## EXTRACT TO READ
## BEGIN

I would like to use more detailed db for geoparsing. But I am facing with some problems.
when I run the script:
import soton_corenlppy
import geoparsepy
import logging
import nltk
nltk.download('stopwords')
logger = logging.getLogger("geoparsepy")
logging.basicConfig(level=logging.INFO, format="%(message)s")
logger.info('Logging started')
geospatial_config = geoparsepy.geo_parse_lib.get_geoparse_config(
lang_codes=['it', 'en'],
logger=logger
)
location_ids = {}
focus_areas = ['italia_posti']
for focus_area in focus_areas:
location_ids[focus_area + '_admin'] = [-1, -1]
location_ids[focus_area + '_poly'] = [-1, -1]
location_ids[focus_area + '_line'] = [-1, -1]
location_ids[focus_area + '_point'] = [-1, -1]
# Create a connection with the database
database_handler = soton_corenlppy.PostgresqlHandler.PostgresqlHandler(
user='user',
passw='password',
hostname='hostname',
port=5432,
database='db'
)
# Load a set of previously preprocessed locations from database
cached_locations = geoparsepy.geo_preprocess_lib.cache_preprocessed_locations(
database_handle=database_handler,
location_ids=location_ids,
schema='public',
geospatial_config=geospatial_config
)
logger.info(f"Loaded {len(cached_locations)} position")
# Close connection with the database
database_handler.close()
# Compile an inverted index from a list of arbirary data where one column is a phrase string
indexed_locations = geoparsepy.geo_parse_lib.calc_inverted_index(
list_data=cached_locations,
dict_geospatial_config=geospatial_config
)
logger.info(f"Indexed {len(indexed_locations.keys())} phrases")
# Create an index of osmid to row indexes in the cached_locations
osmid_lookup = geoparsepy.geo_parse_lib.calc_osmid_lookup(cached_locations=cached_locations)
listText = [
u'Io sono di Sciacca, in provincia di agrigento',
u'Vengo dalla provincia di Agrigento, in Sicilia',
u'Mi sdraio sul prato del mio vicino',
u'Pavia e Ravenna sono belle città',
u'Voglio andare a new york',
u'Mi trovo a San Giuliano Terme',
u'Io sono di Sciacca, in provincia di Agrigento',
u'Martina vive a Nuoro ma vorrebbe andare ad Agrigento',
u'Agrigento è la provincia che contiene il comune di Sciacca',
u'Vicino san giuliano terme c\'è un comune che si chiama Asciano',
u'La città di Sciacca si trova in provincia di Agrigento',
u'Mi trovo a Sciacca'
]
listTokenSets = []
for text in listText:
# Tokenize a text entry into unigram tokens text will be cleaned and tokenize
listToken = soton_corenlppy.common_parse_lib.unigram_tokenize_text(
text=text,
dict_common_config=geospatial_config
)

## END

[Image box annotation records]
## BEGIN

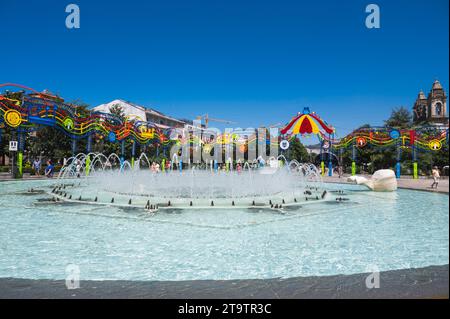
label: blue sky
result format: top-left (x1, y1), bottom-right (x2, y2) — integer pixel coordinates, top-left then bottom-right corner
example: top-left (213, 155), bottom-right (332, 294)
top-left (0, 0), bottom-right (449, 136)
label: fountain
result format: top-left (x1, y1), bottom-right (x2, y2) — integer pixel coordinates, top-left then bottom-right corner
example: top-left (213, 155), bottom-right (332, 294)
top-left (51, 153), bottom-right (328, 212)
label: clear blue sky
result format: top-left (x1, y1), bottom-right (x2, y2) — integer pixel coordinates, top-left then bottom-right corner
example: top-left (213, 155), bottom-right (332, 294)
top-left (0, 0), bottom-right (449, 136)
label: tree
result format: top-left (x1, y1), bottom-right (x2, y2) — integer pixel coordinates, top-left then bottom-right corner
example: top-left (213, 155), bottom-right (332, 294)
top-left (384, 106), bottom-right (412, 129)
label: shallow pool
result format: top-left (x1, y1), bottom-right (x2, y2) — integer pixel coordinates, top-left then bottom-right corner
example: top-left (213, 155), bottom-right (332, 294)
top-left (0, 181), bottom-right (449, 280)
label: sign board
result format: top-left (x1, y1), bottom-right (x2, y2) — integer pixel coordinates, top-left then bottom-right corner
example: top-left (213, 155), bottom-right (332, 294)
top-left (280, 140), bottom-right (289, 151)
top-left (9, 141), bottom-right (19, 152)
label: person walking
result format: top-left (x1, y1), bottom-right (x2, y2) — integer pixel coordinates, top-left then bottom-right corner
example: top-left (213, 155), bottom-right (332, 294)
top-left (431, 166), bottom-right (441, 189)
top-left (45, 160), bottom-right (55, 178)
top-left (33, 158), bottom-right (41, 176)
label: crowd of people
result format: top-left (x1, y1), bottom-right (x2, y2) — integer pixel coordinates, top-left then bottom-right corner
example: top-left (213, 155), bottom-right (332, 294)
top-left (17, 158), bottom-right (441, 189)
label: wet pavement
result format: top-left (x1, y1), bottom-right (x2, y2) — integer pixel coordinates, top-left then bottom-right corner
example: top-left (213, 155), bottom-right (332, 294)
top-left (0, 265), bottom-right (449, 299)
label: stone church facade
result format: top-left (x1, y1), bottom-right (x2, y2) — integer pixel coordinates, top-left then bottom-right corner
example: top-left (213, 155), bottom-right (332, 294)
top-left (413, 80), bottom-right (449, 126)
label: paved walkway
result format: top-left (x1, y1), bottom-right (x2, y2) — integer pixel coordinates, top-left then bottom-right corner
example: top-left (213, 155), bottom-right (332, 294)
top-left (323, 175), bottom-right (449, 194)
top-left (0, 265), bottom-right (449, 299)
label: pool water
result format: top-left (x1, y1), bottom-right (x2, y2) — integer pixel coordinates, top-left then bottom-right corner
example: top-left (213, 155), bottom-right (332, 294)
top-left (0, 181), bottom-right (449, 280)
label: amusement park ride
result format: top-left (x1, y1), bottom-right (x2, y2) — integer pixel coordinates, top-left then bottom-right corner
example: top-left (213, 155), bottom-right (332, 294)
top-left (0, 83), bottom-right (448, 178)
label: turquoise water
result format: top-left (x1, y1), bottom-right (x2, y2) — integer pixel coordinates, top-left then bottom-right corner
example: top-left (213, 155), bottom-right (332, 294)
top-left (0, 181), bottom-right (449, 280)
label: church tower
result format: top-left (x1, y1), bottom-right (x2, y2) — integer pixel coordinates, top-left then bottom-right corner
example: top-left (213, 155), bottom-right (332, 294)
top-left (413, 90), bottom-right (429, 122)
top-left (428, 80), bottom-right (448, 124)
top-left (413, 80), bottom-right (448, 126)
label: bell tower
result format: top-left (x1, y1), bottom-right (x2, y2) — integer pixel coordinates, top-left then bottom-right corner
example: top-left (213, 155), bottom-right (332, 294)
top-left (427, 80), bottom-right (448, 124)
top-left (413, 90), bottom-right (428, 122)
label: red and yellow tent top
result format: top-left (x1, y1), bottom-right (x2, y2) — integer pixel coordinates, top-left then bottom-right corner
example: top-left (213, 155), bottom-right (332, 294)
top-left (281, 108), bottom-right (334, 135)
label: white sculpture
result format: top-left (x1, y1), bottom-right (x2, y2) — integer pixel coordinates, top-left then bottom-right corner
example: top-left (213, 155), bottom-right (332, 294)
top-left (347, 169), bottom-right (397, 192)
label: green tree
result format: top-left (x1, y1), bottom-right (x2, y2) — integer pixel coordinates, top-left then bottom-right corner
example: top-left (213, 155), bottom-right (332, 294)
top-left (384, 106), bottom-right (412, 129)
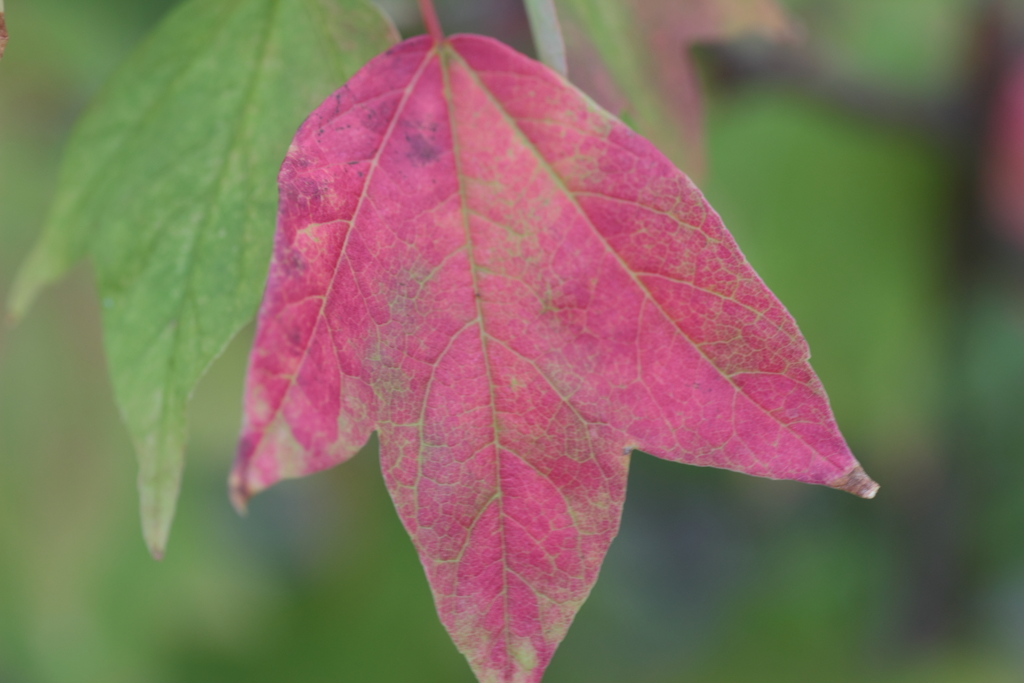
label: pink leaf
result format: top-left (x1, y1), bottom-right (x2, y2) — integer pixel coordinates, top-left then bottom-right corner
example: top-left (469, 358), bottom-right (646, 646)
top-left (231, 36), bottom-right (877, 683)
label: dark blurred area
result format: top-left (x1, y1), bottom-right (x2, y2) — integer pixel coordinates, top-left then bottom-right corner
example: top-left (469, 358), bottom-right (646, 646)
top-left (0, 0), bottom-right (1024, 683)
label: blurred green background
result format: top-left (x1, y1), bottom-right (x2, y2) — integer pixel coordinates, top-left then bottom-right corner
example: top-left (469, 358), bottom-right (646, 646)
top-left (0, 0), bottom-right (1024, 683)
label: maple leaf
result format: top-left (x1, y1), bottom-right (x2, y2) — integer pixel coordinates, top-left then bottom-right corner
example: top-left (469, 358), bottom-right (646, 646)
top-left (557, 0), bottom-right (799, 174)
top-left (230, 26), bottom-right (877, 683)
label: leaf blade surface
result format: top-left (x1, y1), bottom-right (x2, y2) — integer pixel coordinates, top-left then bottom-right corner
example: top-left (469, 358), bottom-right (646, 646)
top-left (231, 36), bottom-right (873, 683)
top-left (10, 0), bottom-right (393, 557)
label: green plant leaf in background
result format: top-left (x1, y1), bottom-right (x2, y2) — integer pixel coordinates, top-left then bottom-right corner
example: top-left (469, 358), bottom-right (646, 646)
top-left (556, 0), bottom-right (798, 176)
top-left (528, 0), bottom-right (568, 76)
top-left (9, 0), bottom-right (397, 557)
top-left (0, 0), bottom-right (7, 57)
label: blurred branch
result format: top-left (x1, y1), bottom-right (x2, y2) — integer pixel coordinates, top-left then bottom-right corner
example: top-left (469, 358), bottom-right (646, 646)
top-left (700, 40), bottom-right (969, 142)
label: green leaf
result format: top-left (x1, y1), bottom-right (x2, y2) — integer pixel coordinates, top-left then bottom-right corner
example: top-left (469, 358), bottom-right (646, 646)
top-left (9, 0), bottom-right (397, 557)
top-left (524, 0), bottom-right (568, 76)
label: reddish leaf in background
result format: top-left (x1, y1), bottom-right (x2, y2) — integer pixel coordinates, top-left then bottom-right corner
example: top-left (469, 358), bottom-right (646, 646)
top-left (231, 29), bottom-right (877, 683)
top-left (982, 55), bottom-right (1024, 248)
top-left (561, 0), bottom-right (800, 174)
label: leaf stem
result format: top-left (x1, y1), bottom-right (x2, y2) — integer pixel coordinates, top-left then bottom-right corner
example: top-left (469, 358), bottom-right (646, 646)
top-left (419, 0), bottom-right (444, 44)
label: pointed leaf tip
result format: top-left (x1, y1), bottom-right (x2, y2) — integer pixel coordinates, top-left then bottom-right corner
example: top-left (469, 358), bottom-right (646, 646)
top-left (828, 465), bottom-right (879, 499)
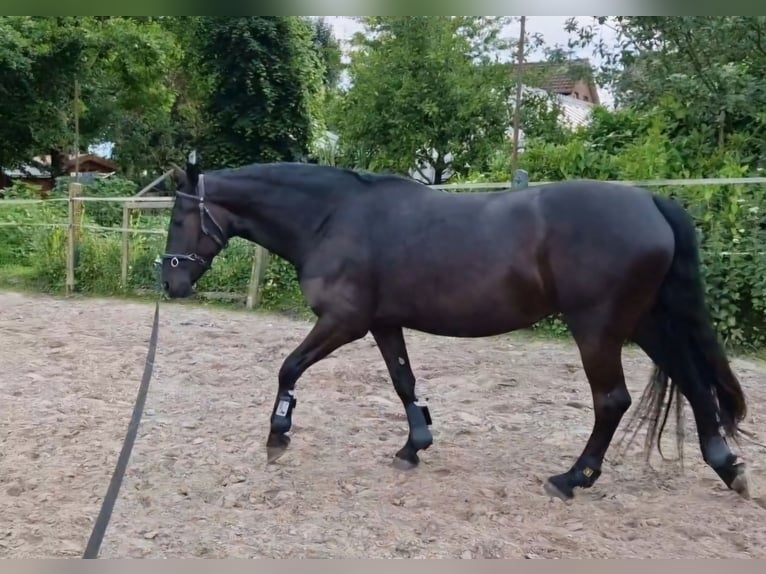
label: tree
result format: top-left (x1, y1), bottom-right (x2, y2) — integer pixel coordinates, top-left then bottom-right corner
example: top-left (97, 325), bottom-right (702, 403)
top-left (569, 16), bottom-right (766, 171)
top-left (337, 16), bottom-right (510, 183)
top-left (0, 16), bottom-right (179, 176)
top-left (186, 16), bottom-right (324, 167)
top-left (312, 18), bottom-right (344, 90)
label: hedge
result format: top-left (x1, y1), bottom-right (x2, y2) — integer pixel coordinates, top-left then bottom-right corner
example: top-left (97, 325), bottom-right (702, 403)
top-left (0, 164), bottom-right (766, 349)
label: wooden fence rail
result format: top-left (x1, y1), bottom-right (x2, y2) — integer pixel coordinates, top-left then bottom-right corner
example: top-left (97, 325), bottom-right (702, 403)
top-left (0, 176), bottom-right (766, 309)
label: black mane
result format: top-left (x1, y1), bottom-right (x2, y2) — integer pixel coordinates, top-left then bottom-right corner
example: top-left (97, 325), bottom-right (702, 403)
top-left (210, 162), bottom-right (422, 196)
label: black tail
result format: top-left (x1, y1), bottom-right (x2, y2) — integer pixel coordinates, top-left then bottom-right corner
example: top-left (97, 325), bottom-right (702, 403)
top-left (633, 195), bottom-right (747, 466)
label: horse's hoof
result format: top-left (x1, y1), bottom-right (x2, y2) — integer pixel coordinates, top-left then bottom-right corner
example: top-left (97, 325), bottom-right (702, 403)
top-left (391, 456), bottom-right (418, 470)
top-left (543, 479), bottom-right (574, 502)
top-left (266, 446), bottom-right (287, 464)
top-left (266, 434), bottom-right (290, 464)
top-left (731, 462), bottom-right (750, 499)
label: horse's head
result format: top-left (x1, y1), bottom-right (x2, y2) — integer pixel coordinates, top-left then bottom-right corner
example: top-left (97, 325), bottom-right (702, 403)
top-left (162, 162), bottom-right (228, 298)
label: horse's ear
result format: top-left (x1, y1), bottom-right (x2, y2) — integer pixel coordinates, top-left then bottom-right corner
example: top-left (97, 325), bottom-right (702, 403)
top-left (186, 150), bottom-right (202, 187)
top-left (173, 165), bottom-right (189, 189)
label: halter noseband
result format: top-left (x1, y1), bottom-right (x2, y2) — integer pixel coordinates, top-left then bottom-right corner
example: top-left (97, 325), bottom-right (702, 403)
top-left (162, 174), bottom-right (229, 267)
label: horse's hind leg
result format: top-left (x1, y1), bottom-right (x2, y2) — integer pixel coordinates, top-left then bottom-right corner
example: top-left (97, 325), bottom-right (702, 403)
top-left (545, 310), bottom-right (631, 499)
top-left (370, 327), bottom-right (433, 468)
top-left (266, 315), bottom-right (367, 462)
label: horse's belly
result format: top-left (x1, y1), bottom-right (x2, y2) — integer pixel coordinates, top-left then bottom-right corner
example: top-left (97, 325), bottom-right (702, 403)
top-left (376, 275), bottom-right (552, 337)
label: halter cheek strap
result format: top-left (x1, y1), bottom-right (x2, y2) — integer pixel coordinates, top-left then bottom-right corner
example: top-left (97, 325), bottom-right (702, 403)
top-left (162, 174), bottom-right (229, 267)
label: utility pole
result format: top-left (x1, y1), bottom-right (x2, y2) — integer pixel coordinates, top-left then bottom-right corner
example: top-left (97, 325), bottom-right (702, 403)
top-left (74, 78), bottom-right (80, 182)
top-left (511, 16), bottom-right (527, 177)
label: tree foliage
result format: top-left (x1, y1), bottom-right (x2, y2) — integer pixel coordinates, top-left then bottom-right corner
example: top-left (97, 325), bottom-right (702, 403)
top-left (0, 16), bottom-right (180, 176)
top-left (187, 16), bottom-right (324, 167)
top-left (569, 16), bottom-right (766, 175)
top-left (338, 16), bottom-right (510, 183)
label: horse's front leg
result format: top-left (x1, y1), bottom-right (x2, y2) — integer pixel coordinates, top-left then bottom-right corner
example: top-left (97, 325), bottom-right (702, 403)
top-left (266, 315), bottom-right (367, 462)
top-left (370, 327), bottom-right (433, 468)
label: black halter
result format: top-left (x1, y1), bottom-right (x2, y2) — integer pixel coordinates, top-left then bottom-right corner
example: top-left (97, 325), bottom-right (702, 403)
top-left (162, 174), bottom-right (229, 267)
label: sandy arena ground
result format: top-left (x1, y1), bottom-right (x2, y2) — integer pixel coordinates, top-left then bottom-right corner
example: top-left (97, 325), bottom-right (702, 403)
top-left (0, 293), bottom-right (766, 558)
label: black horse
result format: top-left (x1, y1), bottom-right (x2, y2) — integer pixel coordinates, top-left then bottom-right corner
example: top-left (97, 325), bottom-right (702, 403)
top-left (162, 163), bottom-right (747, 498)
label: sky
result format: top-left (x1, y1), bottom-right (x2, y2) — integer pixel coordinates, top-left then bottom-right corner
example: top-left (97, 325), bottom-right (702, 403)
top-left (94, 16), bottom-right (616, 156)
top-left (324, 16), bottom-right (616, 107)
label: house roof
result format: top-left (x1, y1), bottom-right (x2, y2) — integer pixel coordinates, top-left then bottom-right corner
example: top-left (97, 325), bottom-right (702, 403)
top-left (511, 58), bottom-right (600, 104)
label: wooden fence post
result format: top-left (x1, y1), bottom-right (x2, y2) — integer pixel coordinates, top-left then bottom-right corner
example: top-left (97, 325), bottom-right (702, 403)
top-left (120, 203), bottom-right (130, 289)
top-left (66, 183), bottom-right (82, 295)
top-left (245, 244), bottom-right (269, 310)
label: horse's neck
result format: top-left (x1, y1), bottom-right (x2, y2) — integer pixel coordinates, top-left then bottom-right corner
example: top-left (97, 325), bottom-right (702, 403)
top-left (216, 180), bottom-right (331, 265)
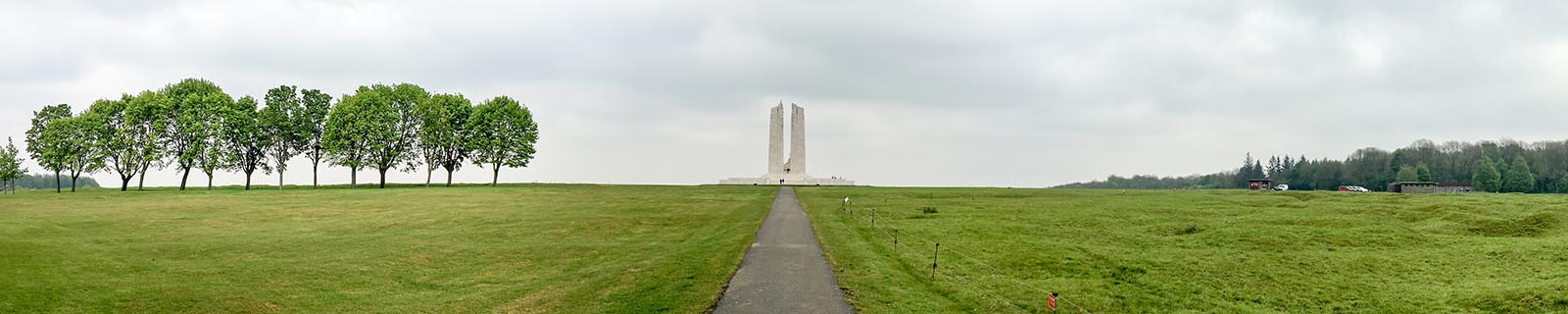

## END

## WHAT TO DO
Revise the geoparsing post starting at "I would like" and ending at "logger.info('Logging started')", writing "program" wherever "script" appears, and give that stretch again.

## SOLUTION
I would like to use more detailed db for geoparsing. But I am facing with some problems.
when I run the program:
import soton_corenlppy
import geoparsepy
import logging
import nltk
nltk.download('stopwords')
logger = logging.getLogger("geoparsepy")
logging.basicConfig(level=logging.INFO, format="%(message)s")
logger.info('Logging started')